• [WHAT THE TASK ASKS] Please rewrite the listing below from the line with "task | place one marker on every instance of the dark" to the line with "[(129, 64), (62, 53)]", swapping "place one marker" for "put one pin" and leaving everything else unchanged.

• [DATA ENTRIES]
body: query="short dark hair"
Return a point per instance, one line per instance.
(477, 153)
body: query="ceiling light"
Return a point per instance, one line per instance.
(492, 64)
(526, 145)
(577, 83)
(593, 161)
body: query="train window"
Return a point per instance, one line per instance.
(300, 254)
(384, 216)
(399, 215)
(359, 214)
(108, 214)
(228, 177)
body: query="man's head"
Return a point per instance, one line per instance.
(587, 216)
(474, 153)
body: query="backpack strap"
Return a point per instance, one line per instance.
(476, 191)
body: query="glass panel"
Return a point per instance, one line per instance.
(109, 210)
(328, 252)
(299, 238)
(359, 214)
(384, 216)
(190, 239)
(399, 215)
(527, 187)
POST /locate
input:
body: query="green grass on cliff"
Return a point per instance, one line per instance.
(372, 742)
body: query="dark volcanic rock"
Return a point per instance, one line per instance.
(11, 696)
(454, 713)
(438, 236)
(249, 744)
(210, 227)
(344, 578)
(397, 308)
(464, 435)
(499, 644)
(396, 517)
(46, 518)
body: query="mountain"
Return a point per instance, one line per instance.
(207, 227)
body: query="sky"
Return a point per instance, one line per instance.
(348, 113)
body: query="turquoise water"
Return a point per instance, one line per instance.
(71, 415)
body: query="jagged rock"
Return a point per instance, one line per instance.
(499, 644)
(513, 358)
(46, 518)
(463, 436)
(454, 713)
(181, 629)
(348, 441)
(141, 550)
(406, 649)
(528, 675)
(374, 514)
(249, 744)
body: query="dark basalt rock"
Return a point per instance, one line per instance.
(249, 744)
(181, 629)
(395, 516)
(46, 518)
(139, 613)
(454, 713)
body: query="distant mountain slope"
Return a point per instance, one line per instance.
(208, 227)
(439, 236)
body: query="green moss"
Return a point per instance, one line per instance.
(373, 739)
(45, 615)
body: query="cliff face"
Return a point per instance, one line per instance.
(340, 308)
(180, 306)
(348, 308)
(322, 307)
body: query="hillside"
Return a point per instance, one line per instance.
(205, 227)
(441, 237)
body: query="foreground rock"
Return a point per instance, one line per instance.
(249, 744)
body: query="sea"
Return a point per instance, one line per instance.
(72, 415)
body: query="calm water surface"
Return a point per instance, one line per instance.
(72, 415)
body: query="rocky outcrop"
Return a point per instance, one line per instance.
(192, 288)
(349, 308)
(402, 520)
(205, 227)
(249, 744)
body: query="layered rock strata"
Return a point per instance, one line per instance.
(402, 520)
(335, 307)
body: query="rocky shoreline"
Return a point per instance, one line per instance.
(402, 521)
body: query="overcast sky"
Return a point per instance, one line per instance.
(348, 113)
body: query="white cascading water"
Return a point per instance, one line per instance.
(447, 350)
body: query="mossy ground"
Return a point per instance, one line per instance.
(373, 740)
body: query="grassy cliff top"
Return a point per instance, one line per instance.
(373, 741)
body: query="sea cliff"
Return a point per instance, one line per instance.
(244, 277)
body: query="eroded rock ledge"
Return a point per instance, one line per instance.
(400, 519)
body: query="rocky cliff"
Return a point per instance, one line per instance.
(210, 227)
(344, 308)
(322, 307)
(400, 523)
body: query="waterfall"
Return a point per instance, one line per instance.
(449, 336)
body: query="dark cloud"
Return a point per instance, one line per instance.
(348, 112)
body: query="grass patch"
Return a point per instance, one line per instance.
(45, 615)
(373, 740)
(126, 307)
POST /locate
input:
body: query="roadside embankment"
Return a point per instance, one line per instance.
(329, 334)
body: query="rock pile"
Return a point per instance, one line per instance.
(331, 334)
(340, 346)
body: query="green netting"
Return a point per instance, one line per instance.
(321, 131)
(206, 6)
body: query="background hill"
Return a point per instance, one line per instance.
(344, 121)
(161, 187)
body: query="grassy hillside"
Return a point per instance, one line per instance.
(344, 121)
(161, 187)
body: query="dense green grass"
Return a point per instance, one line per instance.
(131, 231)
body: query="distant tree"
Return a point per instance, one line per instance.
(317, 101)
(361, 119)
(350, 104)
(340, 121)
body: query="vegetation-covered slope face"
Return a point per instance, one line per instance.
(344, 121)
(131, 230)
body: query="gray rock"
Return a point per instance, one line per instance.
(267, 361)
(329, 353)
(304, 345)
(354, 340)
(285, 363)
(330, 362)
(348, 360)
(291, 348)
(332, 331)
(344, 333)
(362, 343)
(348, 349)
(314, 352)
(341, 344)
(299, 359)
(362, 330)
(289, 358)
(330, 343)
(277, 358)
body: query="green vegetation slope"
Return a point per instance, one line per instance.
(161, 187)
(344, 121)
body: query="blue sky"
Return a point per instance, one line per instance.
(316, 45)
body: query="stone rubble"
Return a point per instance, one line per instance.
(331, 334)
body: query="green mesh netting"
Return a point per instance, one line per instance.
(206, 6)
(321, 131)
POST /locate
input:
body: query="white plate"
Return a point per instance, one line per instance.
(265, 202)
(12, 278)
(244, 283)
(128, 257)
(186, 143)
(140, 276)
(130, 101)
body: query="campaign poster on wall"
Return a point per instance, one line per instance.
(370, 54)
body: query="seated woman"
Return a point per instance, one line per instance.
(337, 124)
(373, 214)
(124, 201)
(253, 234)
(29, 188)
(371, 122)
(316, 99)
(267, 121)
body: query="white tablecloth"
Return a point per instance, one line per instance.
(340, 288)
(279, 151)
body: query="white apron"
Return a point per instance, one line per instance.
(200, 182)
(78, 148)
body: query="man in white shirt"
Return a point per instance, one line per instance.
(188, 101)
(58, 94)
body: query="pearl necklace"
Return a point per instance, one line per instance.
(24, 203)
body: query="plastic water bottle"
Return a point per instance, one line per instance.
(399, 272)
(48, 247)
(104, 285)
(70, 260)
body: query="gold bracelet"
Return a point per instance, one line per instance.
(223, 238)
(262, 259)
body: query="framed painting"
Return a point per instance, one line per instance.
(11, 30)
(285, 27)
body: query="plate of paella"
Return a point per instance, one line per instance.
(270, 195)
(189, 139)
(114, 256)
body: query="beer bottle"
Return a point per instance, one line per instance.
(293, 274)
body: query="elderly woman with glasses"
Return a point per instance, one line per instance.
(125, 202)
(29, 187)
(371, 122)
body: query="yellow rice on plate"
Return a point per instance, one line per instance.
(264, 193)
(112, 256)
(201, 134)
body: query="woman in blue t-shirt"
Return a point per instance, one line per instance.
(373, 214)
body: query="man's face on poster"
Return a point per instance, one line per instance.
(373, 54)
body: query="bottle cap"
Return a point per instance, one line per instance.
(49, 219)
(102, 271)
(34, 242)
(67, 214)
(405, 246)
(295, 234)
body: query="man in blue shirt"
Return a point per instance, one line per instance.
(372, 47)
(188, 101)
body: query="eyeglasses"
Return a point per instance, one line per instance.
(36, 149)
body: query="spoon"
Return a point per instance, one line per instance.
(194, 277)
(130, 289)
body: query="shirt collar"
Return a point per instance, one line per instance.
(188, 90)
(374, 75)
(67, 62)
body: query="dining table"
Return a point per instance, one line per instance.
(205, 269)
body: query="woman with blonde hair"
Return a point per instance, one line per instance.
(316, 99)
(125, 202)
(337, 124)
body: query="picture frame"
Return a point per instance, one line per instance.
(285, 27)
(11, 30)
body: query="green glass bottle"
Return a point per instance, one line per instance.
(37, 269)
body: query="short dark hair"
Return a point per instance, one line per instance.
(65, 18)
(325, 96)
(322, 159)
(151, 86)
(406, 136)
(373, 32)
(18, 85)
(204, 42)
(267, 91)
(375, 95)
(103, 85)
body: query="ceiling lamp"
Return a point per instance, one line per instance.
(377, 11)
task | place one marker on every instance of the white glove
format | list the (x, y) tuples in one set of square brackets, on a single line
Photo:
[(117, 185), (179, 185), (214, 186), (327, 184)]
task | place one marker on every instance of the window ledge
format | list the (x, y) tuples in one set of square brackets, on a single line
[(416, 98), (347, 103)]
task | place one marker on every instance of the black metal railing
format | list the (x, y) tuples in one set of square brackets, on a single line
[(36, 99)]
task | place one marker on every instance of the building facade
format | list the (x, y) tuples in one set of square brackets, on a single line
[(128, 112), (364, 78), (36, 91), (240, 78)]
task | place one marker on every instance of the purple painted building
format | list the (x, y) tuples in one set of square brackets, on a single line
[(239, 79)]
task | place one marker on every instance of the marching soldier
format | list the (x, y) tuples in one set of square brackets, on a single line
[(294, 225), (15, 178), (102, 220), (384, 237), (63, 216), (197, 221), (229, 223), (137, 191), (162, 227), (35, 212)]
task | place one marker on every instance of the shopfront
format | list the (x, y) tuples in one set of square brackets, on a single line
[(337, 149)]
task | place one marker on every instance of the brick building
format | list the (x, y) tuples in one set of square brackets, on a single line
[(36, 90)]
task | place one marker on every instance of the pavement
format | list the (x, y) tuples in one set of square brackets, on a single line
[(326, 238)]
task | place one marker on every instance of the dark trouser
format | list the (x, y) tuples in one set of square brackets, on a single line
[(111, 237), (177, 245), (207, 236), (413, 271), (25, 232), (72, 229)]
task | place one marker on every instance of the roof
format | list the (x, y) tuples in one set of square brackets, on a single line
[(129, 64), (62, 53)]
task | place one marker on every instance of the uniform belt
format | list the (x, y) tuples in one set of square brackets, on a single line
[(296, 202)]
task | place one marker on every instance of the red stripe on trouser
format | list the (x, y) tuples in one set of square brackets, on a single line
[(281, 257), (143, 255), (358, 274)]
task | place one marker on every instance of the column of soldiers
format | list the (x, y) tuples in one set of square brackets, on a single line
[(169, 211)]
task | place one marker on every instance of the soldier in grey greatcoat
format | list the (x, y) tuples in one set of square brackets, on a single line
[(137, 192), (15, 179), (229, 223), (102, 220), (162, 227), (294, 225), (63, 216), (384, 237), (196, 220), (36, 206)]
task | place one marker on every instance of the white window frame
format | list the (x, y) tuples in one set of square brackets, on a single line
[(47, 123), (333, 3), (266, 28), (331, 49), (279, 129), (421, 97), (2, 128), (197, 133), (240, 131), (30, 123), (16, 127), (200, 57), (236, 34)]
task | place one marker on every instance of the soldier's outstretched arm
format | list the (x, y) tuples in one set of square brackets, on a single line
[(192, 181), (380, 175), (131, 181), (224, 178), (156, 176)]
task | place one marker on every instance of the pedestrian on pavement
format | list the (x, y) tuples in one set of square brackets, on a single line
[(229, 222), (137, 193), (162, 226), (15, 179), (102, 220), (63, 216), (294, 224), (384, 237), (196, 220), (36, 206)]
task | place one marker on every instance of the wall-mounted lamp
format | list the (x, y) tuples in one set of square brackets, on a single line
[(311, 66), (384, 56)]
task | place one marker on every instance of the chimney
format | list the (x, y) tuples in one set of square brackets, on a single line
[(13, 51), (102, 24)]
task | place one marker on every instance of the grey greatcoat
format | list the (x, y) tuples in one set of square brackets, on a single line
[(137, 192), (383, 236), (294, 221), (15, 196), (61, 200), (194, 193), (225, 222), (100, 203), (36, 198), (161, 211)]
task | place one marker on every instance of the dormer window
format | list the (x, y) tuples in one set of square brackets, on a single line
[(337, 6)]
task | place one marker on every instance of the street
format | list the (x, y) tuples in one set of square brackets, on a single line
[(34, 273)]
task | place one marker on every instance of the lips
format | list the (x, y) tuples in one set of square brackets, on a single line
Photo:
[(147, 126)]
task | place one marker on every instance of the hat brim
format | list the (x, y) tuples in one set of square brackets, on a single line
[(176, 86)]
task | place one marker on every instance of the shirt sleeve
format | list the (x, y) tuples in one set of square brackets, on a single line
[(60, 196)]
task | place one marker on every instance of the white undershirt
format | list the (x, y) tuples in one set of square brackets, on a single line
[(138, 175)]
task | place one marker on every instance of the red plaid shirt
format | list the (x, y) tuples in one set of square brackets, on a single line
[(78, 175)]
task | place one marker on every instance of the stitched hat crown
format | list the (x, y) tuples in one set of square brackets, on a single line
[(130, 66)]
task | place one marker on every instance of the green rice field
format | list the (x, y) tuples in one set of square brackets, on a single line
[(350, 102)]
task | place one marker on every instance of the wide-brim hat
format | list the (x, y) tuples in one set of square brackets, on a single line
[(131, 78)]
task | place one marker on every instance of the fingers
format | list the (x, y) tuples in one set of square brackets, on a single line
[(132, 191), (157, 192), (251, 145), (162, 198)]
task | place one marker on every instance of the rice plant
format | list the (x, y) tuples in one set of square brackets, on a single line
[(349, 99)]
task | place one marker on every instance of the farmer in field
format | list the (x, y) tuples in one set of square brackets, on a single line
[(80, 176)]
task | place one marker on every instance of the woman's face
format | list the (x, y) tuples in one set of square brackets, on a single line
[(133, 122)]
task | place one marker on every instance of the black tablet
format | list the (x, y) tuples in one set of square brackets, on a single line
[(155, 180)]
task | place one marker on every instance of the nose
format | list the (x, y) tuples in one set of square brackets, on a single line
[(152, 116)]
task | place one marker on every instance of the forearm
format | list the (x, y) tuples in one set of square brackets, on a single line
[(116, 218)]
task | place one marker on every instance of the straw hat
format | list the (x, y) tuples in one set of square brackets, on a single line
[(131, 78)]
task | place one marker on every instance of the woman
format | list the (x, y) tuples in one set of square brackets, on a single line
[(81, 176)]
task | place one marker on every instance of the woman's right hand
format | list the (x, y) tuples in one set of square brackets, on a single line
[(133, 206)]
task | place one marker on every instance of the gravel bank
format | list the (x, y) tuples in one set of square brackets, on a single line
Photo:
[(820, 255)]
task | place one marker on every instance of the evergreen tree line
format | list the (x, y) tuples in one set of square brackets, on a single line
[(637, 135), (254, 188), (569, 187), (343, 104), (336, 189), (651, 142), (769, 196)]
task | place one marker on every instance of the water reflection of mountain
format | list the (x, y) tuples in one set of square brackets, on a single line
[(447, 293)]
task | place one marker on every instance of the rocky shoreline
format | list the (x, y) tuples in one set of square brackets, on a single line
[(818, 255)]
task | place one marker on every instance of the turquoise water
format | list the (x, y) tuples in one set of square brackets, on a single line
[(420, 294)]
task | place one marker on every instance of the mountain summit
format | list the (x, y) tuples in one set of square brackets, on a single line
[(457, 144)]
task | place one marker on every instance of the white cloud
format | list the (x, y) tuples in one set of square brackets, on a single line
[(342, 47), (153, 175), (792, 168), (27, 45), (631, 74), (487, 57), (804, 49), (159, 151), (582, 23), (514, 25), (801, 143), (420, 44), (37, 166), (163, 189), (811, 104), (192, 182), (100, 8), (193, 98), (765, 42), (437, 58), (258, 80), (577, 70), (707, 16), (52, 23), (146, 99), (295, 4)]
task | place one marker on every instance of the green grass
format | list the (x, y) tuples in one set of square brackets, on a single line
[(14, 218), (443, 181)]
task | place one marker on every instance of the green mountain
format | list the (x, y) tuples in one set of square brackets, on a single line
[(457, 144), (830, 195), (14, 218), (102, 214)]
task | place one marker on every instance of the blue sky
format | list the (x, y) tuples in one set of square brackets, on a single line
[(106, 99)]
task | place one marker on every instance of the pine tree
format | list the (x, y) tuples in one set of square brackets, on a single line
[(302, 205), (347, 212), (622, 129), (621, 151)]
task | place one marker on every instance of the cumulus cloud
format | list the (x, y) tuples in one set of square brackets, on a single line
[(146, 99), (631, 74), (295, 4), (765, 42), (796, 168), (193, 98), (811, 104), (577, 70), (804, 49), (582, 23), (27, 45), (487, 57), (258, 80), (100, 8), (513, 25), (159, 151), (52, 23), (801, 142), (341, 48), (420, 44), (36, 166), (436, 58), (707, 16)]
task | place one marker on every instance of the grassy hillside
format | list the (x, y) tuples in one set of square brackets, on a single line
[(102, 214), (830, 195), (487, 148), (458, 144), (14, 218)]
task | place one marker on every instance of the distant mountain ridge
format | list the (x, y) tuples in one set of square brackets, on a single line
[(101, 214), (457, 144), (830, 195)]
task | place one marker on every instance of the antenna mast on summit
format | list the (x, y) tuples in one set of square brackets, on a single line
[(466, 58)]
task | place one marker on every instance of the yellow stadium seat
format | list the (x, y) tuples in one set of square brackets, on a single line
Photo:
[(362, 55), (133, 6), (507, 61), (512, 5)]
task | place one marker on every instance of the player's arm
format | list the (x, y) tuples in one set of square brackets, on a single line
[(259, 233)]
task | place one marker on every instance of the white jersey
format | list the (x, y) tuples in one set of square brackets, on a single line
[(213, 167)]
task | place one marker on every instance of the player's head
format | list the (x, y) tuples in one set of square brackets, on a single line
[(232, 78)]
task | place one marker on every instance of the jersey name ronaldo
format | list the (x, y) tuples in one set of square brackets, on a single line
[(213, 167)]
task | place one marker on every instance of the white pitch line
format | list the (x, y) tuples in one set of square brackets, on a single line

• [EXERCISE RESPONSE]
task | put one pin on every instance of the dark trouser
format | list the (x, y) tuples in one set of square brackets, on a single line
[(111, 237), (177, 245), (207, 236), (413, 271), (25, 232), (72, 229)]
task | put one pin on every instance of the roof
format | list the (x, y) tuples in one set of square brackets, on a single line
[(129, 64), (62, 53)]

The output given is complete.